Then, finally, a faint cry: “Help, help.”

Close to a week after his car plunged 200 feet into a ravine, Lavau, 68, was rescued Thursday by his three adult children, who took matters into their own hands after a detective told them his last cellphone signal came from a rugged section of the Angeles National Forest.

As he lay injured in the woods next to his wrecked car, he survived by eating bugs and leaves and drinking creek water, a doctor said.

One of the first things he requested after his rescue: a chocolate malt, his daughter Chardonnay Lavau said on NBC’s “Today” show.

David Lavau was in serious but stable condition Friday at Henry Mayo Newhall Memorial Hospital with three rib fractures, a dislocated shoulder, a broken arm and fractures in his back, said Dr. Garrett Sutter. Lavau was expected to be released in three to four days.

Dr. Ranbir Singh, the hospital’s trauma director, said Lavau told him that he was driving home about 7 p.m. when he was temporarily blinded by the headlights of an oncoming car.

He braked but failed to gain traction. The car flipped and plunged down the embankment.

Lavau said he was unsure whether he collided with the car. A second car with a body was found next to Lavau’s vehicle.

That car, a Toyota Camry, was identified as belonging to 88-year-old Melvin Gelfand, whose family had reported him missing on Sept. 14, said Los Angeles police Detective Marla Ciuffetelli of the missing-persons unit.

Lavau spent the night in his wrecked car and crawled out in daylight. He found a stream nearby and ate ants, the doctor said. He also found a flare in the other car and tried to light it, but it was expired. He couldn’t find his cellphone.

Lavau could hear cars and see their lights on the road above and was hopeful that he would be discovered, but as time passed, he grew more uncertain.

“He mentally said goodbye to his family. He wasn’t sure anyone would be able to find him,” Singh said.

His children told “Today” that after realizing he was missing, they contacted a Los Angeles County sheriff’s detective, who was able to narrow Lavau’s whereabouts through cellphone use, text messages and debit card purchases, to the sparsely populated area, about 50 miles north of downtown Los Angeles. The children organized themselves into a search party.

“We stopped at every ravine and looked over every hill, and then my brother got out of the car and we kept screaming, and the next thing we heard Dad saying, ‘Help, help,’ and there he was,” Lisa Lavau said.

Stored data:

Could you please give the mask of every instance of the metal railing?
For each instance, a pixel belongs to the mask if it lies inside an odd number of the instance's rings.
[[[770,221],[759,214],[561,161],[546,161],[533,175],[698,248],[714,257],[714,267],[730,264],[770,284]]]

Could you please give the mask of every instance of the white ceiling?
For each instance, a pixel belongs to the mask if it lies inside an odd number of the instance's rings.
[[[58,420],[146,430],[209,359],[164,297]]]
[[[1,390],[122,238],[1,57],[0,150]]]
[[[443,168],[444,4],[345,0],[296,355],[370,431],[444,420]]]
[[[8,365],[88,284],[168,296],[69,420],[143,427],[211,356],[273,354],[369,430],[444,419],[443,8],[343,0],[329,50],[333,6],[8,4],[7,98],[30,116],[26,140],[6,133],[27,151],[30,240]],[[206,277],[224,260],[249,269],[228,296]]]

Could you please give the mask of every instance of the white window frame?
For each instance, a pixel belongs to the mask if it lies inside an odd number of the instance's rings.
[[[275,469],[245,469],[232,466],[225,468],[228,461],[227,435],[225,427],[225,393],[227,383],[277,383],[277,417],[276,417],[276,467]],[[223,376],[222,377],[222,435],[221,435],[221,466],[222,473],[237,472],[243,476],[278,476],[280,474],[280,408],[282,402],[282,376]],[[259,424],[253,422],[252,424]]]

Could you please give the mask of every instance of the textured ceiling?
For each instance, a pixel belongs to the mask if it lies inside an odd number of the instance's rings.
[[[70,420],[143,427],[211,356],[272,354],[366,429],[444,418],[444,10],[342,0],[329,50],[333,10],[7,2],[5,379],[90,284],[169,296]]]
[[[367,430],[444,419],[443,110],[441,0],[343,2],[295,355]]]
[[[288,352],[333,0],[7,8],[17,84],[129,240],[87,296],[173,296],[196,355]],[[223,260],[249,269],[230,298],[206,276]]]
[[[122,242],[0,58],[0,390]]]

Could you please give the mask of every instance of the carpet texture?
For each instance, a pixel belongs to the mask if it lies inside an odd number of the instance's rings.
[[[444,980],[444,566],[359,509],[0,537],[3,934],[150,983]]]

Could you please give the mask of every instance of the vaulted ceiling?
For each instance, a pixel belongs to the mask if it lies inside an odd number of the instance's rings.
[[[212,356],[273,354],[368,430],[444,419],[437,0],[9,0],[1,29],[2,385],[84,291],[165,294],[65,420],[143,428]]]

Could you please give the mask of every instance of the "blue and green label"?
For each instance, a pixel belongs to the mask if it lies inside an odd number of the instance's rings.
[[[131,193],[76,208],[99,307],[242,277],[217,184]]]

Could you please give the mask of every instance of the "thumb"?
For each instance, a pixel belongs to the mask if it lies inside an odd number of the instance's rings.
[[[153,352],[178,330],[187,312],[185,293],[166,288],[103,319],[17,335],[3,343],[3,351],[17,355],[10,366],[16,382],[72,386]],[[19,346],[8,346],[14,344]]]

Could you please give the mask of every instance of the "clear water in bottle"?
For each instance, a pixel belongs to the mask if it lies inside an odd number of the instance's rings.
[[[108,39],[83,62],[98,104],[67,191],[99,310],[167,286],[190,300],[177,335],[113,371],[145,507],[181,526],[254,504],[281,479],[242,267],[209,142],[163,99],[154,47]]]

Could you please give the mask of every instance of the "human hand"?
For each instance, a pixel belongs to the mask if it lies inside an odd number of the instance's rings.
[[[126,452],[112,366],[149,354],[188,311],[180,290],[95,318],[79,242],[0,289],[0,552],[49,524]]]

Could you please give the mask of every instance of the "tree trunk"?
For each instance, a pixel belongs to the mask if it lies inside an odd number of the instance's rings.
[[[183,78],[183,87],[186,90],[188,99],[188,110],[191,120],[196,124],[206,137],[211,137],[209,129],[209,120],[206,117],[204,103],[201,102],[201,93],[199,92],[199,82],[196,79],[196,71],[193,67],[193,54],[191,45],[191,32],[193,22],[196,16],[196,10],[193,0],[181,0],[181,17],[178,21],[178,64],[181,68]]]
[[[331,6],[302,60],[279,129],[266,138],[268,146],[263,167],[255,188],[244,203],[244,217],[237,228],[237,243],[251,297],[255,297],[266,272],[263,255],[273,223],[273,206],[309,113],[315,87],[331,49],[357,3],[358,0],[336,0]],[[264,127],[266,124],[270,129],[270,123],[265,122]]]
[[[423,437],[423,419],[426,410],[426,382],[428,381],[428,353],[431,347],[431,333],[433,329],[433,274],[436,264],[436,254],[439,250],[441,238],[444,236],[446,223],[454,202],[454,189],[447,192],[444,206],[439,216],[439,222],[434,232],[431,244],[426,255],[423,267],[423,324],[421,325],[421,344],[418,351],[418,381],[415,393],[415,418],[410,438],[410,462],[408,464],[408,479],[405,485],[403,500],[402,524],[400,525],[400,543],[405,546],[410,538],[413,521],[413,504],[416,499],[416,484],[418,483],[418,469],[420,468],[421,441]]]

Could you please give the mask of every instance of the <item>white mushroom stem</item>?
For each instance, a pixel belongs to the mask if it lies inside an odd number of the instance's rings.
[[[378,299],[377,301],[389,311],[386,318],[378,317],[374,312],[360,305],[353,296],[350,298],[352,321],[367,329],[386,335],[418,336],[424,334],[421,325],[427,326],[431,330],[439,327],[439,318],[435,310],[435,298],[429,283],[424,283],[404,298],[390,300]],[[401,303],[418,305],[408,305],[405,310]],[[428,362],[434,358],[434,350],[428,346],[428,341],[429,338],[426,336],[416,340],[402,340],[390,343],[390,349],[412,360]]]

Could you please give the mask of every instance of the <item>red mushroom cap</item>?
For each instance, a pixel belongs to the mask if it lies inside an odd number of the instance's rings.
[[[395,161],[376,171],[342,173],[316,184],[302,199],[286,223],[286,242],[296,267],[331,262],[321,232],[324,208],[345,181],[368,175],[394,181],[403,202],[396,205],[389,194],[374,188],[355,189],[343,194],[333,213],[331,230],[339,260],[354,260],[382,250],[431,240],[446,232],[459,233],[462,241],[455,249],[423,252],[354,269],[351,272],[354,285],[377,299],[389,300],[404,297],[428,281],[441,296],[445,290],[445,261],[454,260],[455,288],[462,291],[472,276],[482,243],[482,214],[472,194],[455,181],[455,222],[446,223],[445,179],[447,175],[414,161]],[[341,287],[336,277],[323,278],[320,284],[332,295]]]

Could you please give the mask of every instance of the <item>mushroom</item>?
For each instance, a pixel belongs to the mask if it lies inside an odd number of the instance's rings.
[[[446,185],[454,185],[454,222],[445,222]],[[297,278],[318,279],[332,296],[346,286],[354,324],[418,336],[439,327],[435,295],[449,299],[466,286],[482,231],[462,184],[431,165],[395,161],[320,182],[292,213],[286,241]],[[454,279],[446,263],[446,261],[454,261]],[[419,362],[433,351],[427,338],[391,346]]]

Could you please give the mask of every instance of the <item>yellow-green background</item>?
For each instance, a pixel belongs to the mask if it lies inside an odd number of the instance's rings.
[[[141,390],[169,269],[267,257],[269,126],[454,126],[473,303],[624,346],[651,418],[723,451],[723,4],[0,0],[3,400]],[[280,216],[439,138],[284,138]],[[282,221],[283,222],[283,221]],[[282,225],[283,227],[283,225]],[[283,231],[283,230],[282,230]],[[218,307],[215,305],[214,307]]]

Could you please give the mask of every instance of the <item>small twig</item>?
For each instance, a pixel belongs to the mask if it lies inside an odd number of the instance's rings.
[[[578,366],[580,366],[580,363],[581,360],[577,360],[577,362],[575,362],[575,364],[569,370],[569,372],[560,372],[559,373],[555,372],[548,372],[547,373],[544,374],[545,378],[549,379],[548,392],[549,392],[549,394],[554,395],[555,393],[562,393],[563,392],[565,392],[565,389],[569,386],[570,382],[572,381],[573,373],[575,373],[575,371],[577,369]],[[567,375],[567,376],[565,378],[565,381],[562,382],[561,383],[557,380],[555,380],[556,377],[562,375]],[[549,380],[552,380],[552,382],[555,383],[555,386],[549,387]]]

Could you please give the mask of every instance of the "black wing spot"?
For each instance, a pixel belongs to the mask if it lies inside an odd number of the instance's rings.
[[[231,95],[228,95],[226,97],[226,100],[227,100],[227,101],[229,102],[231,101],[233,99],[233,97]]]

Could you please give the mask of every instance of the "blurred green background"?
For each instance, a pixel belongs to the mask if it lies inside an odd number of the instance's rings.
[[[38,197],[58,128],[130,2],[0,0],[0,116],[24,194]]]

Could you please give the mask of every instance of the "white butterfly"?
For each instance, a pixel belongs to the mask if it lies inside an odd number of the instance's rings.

### Exercise
Quote the entire news article about David Lavau's rescue, word for word.

### Solved problem
Then, finally, a faint cry: “Help, help.”

Close to a week after his car plunged 200 feet into a ravine, Lavau, 68, was rescued Thursday by his three adult children, who took matters into their own hands after a detective told them his last cellphone signal came from a rugged section of the Angeles National Forest.

As he lay injured in the woods next to his wrecked car, he survived by eating bugs and leaves and drinking creek water, a doctor said.

One of the first things he requested after his rescue: a chocolate malt, his daughter Chardonnay Lavau said on NBC’s “Today” show.

David Lavau was in serious but stable condition Friday at Henry Mayo Newhall Memorial Hospital with three rib fractures, a dislocated shoulder, a broken arm and fractures in his back, said Dr. Garrett Sutter. Lavau was expected to be released in three to four days.

Dr. Ranbir Singh, the hospital’s trauma director, said Lavau told him that he was driving home about 7 p.m. when he was temporarily blinded by the headlights of an oncoming car.

He braked but failed to gain traction. The car flipped and plunged down the embankment.

Lavau said he was unsure whether he collided with the car. A second car with a body was found next to Lavau’s vehicle.

That car, a Toyota Camry, was identified as belonging to 88-year-old Melvin Gelfand, whose family had reported him missing on Sept. 14, said Los Angeles police Detective Marla Ciuffetelli of the missing-persons unit.

Lavau spent the night in his wrecked car and crawled out in daylight. He found a stream nearby and ate ants, the doctor said. He also found a flare in the other car and tried to light it, but it was expired. He couldn’t find his cellphone.

Lavau could hear cars and see their lights on the road above and was hopeful that he would be discovered, but as time passed, he grew more uncertain.

“He mentally said goodbye to his family. He wasn’t sure anyone would be able to find him,” Singh said.

His children told “Today” that after realizing he was missing, they contacted a Los Angeles County sheriff’s detective, who was able to narrow Lavau’s whereabouts through cellphone use, text messages and debit card purchases, to the sparsely populated area, about 50 miles north of downtown Los Angeles. The children organized themselves into a search party.

“We stopped at every ravine and looked over every hill, and then my brother got out of the car and we kept screaming, and the next thing we heard Dad saying, ‘Help, help,’ and there he was,” Lisa Lavau said.